# Start of Text segment

Confession on a Saturday afternoon

I have not loved Him with my whole heart.

I have loved him more for the gifts he brings–new life, hope, growth–more than I have loved him for himself. I’ve loved him because loving him is supposed to mean more of these things, but I’ve stopped focusing on him and started focusing on these gifts.

I’ve come to love these gifts more than I love him, to crave them in unhealthy ways. They’re all good, beautiful gifts, but they are gifts that are to return our eyes to the giver’s face and not be focused on themselves. But I have put the gifts before the giver.

I’ve come to focus on “becoming me,” which is a very special thing indeed. But I am only me because that’s who he made me to be, and he made me to be that person because he had some specific things to do in and through and around her life. I’ve narrowed my sights on becoming myself, without much thought for his creation of his plans.

I’ve assumed that the person I want to be is the person he intends me to be.

I have not loved him with my whole heart.

I’ve come to expect certain things from him–that he will easily make sense to me, that he needs to be intelligible to mankind and therefore should speak in words and phrases and pictures that we understand. I’ve abandoned striving after him, struggling for understanding when my mind feels lost, and being willing to sit in the dark if that’s where he is meeting me.

I’ve been arrogant, assuming that my human mind should be able to comprehend the things of God. I’ve felt entitled to understanding and knowledge of the big picture and have forgotten that those things would blow my mind if he truly revealed them to me.

I’ve come to assume that I know his will, and that it is for me to understand all of his works and his words. I’ve forgotten that there is dignity in striving for understanding with the head and the heart when you are striving with Almighty God. I’ve been hurt and angry when understanding hasn’t dawned lightly and easily and I’ve abandoned my search for him early because he was not easily found.

I have not loved him with my whole heart.

I have not wanted him to be God. I have not wanted to know him in his power and glory because they threaten my own, and I have not admitted that his will is greater when our wills are at odds. I have not wanted him to lead; I have not been willing to follow.

# End of Text segment

Problem 1 =>
Answer these about the confession:
(a) What three gifts does the writer name in parentheses-style dashes?
(b) What has the writer assumed about the person they want to be?
(c) What does the writer say, in the last line, they have not been willing to do?
The records that come next are unrelated to the confession.

# Start of Exercise data

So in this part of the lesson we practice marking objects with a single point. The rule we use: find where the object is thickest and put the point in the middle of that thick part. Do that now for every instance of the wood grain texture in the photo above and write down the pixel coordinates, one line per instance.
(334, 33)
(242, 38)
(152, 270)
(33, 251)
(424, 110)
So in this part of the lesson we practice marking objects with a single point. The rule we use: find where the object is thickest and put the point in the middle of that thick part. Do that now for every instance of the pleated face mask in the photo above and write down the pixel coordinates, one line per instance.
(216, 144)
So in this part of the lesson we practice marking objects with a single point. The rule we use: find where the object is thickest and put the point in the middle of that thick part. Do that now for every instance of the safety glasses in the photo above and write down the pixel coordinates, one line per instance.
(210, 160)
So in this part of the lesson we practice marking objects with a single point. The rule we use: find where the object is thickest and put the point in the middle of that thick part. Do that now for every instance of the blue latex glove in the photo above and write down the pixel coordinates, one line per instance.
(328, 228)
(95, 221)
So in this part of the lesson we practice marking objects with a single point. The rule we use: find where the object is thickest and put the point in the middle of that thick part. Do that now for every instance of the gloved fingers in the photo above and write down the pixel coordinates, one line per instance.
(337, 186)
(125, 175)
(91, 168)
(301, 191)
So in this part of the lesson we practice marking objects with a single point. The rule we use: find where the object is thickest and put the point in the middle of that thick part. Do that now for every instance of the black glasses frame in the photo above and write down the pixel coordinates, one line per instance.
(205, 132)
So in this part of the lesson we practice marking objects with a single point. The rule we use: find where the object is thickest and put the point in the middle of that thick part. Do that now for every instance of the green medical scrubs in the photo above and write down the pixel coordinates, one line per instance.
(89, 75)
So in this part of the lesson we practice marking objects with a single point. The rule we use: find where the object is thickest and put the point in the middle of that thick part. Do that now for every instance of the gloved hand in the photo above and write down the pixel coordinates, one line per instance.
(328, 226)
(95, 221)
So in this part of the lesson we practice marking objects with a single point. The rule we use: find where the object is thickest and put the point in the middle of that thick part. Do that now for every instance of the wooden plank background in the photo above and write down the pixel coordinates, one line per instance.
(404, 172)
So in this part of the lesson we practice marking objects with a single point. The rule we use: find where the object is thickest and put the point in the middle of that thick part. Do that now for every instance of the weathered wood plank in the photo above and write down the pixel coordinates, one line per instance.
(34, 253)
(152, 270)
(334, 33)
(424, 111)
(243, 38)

# End of Exercise data

Problem 2 => Could you put everything in the records from the line containing "the gloved fingers" down to the end of the records into a JSON list of strings, one string per line, with blank lines left out?

Complete output 1 =>
(a) New life, hope, and growth.
(b) That the person the writer wants to be is the person he intends the writer to be.
(c) Follow.

Complete output 2 =>
[
  "So in this part of the lesson we practice marking objects with a single point. The rule we use: find where the object is thickest and put the point in the middle of that thick part. Do that now for every instance of the gloved fingers in the photo above and write down the pixel coordinates, one line per instance.",
  "(337, 186)",
  "(125, 175)",
  "(91, 168)",
  "(301, 191)",
  "So in this part of the lesson we practice marking objects with a single point. The rule we use: find where the object is thickest and put the point in the middle of that thick part. Do that now for every instance of the black glasses frame in the photo above and write down the pixel coordinates, one line per instance.",
  "(205, 132)",
  "So in this part of the lesson we practice marking objects with a single point. The rule we use: find where the object is thickest and put the point in the middle of that thick part. Do that now for every instance of the green medical scrubs in the photo above and write down the pixel coordinates, one line per instance.",
  "(89, 75)",
  "So in this part of the lesson we practice marking objects with a single point. The rule we use: find where the object is thickest and put the point in the middle of that thick part. Do that now for every instance of the gloved hand in the photo above and write down the pixel coordinates, one line per instance.",
  "(328, 226)",
  "(95, 221)",
  "So in this part of the lesson we practice marking objects with a single point. The rule we use: find where the object is thickest and put the point in the middle of that thick part. Do that now for every instance of the wooden plank background in the photo above and write down the pixel coordinates, one line per instance.",
  "(404, 172)",
  "So in this part of the lesson we practice marking objects with a single point. The rule we use: find where the object is thickest and put the point in the middle of that thick part. Do that now for every instance of the weathered wood plank in the photo above and write down the pixel coordinates, one line per instance.",
  "(34, 253)",
  "(152, 270)",
  "(334, 33)",
  "(424, 111)",
  "(243, 38)"
]